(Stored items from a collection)
_ _ _ _

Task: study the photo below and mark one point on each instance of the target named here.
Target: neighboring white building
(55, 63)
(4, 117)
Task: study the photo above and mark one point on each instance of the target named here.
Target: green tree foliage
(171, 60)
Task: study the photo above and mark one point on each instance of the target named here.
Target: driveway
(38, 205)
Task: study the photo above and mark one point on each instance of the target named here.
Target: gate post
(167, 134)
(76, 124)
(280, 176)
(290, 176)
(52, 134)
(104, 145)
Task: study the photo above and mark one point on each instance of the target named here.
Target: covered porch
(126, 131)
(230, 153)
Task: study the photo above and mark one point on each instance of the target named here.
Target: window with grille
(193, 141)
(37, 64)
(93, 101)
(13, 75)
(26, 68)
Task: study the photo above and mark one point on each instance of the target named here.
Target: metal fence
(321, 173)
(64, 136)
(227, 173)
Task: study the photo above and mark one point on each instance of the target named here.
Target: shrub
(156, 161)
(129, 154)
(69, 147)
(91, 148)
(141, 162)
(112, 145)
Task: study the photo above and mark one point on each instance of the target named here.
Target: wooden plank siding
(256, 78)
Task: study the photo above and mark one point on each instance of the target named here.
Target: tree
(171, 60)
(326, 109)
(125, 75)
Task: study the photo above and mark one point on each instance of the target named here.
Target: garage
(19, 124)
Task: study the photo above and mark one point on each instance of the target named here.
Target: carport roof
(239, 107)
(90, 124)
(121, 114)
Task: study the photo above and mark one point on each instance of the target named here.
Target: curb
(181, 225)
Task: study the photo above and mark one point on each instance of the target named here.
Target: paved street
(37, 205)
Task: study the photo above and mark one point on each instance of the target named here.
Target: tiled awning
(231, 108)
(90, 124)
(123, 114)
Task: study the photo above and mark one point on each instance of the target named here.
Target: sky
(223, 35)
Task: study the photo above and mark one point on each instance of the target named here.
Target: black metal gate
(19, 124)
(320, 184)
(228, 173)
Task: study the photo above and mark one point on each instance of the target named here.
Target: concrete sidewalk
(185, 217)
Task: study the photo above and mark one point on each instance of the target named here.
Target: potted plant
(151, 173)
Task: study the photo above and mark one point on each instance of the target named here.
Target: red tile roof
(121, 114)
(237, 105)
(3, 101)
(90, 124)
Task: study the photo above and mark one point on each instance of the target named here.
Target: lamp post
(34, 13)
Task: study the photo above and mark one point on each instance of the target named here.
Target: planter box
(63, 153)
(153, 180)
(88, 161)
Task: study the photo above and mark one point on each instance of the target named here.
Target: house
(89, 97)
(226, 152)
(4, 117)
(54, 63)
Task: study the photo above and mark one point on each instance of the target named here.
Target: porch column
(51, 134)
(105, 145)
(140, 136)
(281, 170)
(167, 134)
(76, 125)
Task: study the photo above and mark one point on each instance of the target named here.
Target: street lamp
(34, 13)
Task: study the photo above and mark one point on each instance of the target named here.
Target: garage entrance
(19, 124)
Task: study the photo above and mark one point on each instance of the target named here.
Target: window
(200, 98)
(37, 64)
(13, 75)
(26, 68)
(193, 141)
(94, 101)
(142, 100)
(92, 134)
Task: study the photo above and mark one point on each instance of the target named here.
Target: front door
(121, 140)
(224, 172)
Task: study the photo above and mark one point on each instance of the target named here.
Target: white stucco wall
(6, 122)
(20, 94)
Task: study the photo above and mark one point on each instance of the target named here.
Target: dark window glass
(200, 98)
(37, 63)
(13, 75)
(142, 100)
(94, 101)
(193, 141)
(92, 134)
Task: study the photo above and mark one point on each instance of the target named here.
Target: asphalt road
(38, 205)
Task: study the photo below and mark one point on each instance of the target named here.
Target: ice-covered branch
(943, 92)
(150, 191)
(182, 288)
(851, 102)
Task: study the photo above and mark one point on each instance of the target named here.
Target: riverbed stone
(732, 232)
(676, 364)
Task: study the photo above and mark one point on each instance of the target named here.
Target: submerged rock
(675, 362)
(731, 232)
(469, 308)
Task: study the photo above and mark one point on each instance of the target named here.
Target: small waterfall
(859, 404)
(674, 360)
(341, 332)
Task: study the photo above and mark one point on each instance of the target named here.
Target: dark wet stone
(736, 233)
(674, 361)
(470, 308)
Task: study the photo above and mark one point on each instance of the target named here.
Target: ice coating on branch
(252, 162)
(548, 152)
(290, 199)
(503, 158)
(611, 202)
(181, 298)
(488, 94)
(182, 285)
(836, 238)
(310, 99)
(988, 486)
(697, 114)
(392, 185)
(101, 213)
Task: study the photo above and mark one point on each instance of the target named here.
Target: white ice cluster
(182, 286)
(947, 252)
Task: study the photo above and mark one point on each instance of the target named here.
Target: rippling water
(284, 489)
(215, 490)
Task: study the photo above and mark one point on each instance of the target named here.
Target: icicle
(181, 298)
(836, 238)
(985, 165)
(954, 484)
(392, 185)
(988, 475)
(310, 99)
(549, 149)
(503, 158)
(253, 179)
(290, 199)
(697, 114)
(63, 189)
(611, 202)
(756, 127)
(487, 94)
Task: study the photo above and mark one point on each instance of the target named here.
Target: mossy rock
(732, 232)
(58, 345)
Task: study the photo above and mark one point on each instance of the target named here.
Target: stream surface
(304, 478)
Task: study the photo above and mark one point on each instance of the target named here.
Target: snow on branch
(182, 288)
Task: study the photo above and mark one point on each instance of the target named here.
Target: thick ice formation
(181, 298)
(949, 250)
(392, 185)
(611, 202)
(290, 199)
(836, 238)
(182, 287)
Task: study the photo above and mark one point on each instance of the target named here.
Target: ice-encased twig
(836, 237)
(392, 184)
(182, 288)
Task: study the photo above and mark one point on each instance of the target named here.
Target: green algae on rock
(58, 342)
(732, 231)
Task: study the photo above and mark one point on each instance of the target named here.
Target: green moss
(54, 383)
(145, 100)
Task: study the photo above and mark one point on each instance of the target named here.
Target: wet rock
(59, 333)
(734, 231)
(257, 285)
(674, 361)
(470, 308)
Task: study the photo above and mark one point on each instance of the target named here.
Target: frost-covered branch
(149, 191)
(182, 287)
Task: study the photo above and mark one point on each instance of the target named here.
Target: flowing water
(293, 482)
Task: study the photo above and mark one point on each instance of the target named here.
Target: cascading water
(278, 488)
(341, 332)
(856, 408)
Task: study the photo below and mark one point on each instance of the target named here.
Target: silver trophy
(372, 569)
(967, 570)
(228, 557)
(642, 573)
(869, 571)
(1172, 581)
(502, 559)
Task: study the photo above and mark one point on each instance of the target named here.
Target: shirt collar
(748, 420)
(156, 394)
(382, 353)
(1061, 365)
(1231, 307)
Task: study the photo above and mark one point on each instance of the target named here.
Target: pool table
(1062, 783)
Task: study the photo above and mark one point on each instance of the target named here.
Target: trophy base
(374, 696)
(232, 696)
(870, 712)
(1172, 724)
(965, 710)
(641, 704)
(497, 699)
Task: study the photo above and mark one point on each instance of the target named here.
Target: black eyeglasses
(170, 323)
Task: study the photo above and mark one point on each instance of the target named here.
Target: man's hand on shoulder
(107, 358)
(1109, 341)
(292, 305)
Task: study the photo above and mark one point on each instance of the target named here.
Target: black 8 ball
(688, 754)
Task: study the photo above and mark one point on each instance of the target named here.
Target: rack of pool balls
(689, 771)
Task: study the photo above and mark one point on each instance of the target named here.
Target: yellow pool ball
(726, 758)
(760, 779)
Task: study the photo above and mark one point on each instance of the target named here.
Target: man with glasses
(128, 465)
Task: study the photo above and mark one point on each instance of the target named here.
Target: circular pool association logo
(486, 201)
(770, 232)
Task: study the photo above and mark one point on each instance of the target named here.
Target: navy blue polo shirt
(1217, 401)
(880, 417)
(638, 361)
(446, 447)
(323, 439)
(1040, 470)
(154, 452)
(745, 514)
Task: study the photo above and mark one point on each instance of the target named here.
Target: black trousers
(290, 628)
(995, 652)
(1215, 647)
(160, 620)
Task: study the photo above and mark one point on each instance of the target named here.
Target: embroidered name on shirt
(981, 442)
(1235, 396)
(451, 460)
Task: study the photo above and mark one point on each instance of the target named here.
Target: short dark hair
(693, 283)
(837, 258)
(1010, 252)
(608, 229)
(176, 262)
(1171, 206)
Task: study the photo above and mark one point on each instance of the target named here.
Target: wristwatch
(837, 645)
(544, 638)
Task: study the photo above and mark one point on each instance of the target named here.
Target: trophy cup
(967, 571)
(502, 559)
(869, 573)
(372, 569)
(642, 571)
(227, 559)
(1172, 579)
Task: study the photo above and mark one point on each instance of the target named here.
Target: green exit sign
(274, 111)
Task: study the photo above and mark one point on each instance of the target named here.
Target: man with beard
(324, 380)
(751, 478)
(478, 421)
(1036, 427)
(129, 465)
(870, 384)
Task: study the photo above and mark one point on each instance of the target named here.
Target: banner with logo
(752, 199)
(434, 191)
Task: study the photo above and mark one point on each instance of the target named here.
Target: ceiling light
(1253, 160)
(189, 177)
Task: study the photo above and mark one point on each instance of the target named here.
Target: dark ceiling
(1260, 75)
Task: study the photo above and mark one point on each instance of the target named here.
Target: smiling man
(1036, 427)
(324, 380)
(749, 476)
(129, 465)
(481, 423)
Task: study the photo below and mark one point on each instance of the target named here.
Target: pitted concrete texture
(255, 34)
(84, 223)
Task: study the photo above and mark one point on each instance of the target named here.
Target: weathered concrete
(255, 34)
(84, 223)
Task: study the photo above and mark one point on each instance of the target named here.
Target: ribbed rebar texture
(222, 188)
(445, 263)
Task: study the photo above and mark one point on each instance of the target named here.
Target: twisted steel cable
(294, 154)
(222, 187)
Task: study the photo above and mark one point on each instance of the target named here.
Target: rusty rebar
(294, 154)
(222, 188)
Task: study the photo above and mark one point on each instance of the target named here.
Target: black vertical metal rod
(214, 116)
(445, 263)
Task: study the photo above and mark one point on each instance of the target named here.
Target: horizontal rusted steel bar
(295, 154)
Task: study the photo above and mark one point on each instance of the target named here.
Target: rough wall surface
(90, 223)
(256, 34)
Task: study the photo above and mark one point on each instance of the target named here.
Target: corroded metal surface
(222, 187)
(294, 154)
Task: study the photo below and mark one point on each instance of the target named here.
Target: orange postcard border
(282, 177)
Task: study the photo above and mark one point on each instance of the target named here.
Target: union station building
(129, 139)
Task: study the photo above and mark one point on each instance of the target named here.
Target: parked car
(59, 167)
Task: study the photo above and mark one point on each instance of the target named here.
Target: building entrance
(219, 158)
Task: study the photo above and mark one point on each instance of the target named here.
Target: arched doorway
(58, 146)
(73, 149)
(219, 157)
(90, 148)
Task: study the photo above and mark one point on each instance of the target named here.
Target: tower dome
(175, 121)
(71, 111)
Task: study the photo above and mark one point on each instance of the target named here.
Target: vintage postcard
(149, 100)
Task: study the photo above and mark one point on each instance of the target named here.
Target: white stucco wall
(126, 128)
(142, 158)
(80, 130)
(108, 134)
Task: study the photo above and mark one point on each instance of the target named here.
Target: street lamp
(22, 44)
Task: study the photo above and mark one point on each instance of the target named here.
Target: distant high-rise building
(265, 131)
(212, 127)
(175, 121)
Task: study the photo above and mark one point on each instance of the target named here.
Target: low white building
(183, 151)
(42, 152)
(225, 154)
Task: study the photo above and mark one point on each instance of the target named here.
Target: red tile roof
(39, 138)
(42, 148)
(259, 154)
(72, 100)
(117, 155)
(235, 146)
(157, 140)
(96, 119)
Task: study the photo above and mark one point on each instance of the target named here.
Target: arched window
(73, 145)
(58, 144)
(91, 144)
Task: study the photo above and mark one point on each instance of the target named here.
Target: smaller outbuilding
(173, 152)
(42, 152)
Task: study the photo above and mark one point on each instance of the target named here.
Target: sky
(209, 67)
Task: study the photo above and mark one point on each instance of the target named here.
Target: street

_ _ _ _

- [Description of the task]: Report how many lines of the records contain the word "with", treating uppercase and lowercase as different. Give only the number.

- [Correct output]: 4